EXTRAIT CITÉ:
===
Prenant le nom de « conférence Raphael Lemkin », celle-ci a réuni, le mardi 12
septembre, des chercheurs du Rwanda et de France. Tenue dans l’aile nord du transept
de l’ancienne église, dans une fin d’après-midi parisienne alors que la nuit gagnait la
capitale, elle a constitué un des temps forts du colloque international. La signification de
cette rencontre était multiple. L’Équipe de recherche, issue de la Commission de
recherche sur les archives françaises relatives au Rwanda et au génocide des Tutsi[2], l’a
voulue en ce sens et a mesuré l’évolution majeure qu’elle a représentée.
===
(Entrées du jeu de données)
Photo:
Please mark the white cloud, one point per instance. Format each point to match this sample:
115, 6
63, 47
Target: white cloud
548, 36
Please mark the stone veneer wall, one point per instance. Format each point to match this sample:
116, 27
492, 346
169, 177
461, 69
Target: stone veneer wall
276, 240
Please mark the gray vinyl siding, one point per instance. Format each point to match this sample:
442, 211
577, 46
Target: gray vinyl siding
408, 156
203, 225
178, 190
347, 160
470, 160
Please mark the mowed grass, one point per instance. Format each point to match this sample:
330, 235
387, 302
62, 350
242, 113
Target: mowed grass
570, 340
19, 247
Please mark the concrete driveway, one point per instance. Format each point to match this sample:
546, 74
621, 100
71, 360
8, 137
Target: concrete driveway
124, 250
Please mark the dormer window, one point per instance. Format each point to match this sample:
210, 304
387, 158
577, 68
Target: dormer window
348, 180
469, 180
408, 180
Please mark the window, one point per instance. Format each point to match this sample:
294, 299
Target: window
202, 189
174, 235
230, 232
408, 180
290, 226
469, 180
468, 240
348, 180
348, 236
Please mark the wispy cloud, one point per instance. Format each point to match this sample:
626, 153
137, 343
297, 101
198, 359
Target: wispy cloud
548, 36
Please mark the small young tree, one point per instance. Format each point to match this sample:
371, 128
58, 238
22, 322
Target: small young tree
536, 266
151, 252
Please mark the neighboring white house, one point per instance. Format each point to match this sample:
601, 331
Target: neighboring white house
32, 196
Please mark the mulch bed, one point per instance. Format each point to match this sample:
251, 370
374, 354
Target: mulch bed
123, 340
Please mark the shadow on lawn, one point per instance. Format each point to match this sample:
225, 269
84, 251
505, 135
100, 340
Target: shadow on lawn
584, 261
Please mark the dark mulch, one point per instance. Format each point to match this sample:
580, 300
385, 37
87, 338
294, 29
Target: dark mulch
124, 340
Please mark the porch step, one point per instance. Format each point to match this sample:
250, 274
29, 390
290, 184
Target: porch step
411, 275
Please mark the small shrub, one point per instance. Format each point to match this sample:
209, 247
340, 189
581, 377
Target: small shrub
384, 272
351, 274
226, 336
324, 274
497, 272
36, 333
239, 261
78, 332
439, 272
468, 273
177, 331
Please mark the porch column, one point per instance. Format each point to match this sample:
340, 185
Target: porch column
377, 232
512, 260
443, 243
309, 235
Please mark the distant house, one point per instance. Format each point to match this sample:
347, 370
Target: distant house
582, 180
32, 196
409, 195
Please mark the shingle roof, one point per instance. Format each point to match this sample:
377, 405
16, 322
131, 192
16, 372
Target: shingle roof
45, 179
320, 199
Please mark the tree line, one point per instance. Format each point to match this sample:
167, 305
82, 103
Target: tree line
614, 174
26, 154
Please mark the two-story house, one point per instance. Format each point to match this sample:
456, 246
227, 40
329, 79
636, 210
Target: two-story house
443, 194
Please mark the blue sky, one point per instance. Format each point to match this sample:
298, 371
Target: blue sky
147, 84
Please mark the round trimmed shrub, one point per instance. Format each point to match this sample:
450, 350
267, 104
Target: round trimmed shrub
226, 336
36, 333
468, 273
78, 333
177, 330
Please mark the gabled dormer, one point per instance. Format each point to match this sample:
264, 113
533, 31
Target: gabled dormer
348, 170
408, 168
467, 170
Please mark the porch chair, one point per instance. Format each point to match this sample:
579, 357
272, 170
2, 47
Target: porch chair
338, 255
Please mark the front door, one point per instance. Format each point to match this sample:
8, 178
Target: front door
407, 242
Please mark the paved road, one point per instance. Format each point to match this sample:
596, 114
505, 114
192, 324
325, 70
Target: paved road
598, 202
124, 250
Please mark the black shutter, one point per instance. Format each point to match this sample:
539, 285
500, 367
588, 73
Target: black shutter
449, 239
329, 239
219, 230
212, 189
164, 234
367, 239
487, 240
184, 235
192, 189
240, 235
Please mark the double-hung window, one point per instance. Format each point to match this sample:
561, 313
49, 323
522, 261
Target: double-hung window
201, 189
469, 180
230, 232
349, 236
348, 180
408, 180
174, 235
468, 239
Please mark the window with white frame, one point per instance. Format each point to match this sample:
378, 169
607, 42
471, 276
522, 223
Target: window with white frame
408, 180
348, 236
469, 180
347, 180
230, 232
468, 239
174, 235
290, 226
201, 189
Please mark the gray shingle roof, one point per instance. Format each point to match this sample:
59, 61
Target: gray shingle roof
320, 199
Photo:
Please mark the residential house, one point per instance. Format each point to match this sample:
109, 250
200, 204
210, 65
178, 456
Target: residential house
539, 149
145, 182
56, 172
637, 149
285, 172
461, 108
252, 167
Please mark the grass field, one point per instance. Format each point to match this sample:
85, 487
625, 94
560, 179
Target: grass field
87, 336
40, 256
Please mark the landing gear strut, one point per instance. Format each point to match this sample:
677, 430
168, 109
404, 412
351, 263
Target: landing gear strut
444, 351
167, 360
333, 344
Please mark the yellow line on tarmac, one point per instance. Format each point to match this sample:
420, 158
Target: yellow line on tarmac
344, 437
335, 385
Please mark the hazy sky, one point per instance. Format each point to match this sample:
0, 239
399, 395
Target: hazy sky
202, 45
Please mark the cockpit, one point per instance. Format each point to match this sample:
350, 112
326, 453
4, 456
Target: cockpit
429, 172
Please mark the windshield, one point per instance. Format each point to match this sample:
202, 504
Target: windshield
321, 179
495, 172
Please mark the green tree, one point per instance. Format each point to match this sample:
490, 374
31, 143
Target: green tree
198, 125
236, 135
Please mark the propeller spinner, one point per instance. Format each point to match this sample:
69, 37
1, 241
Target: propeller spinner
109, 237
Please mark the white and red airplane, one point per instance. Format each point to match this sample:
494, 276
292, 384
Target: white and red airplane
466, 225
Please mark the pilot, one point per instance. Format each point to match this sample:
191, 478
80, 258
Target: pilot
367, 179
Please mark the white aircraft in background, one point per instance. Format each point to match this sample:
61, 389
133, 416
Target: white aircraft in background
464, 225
===
EXERCICES À TRAITER:
#1 Recopiez l’extrait sur la conférence Raphael Lemkin de « Prenant le nom » à « qu’elle a représentée. ».
#2 D’après l’extrait sur la conférence Raphael Lemkin, les affirmations suivantes sont-elles exactes ? Répondez par oui ou par non à chacune, en citant les mots de l’extrait qui tranchent. (a) La conférence a eu lieu le mardi 12 septembre. (b) Elle a réuni des chercheurs du Rwanda et de Belgique. (c) Elle s’est tenue dans l’aile sud du transept.
#3 Résumez en deux phrases l’extrait sur la conférence Raphael Lemkin.
Ces lignes forment un ensemble à part, distinct de l’extrait.

CORRIGÉS:
#1
Prenant le nom de « conférence Raphael Lemkin », celle-ci a réuni, le mardi 12
septembre, des chercheurs du Rwanda et de France. Tenue dans l’aile nord du transept
de l’ancienne église, dans une fin d’après-midi parisienne alors que la nuit gagnait la
capitale, elle a constitué un des temps forts du colloque international. La signification de
cette rencontre était multiple. L’Équipe de recherche, issue de la Commission de
recherche sur les archives françaises relatives au Rwanda et au génocide des Tutsi[2], l’a
voulue en ce sens et a mesuré l’évolution majeure qu’elle a représentée.

#2
(a) Oui : « le mardi 12 septembre ».
(b) Non : « des chercheurs du Rwanda et de France ».
(c) Non : « Tenue dans l’aile nord du transept ».

#3 Le mardi 12 septembre, la conférence Raphael Lemkin a réuni des chercheurs du Rwanda et de France dans l’aile nord du transept de l’ancienne église, et elle a constitué un des temps forts du colloque international. Sa signification était multiple : l’Équipe de recherche, issue de la Commission de recherche sur les archives françaises relatives au Rwanda et au génocide des Tutsi, l’a voulue en ce sens et a mesuré l’évolution majeure qu’elle a représentée.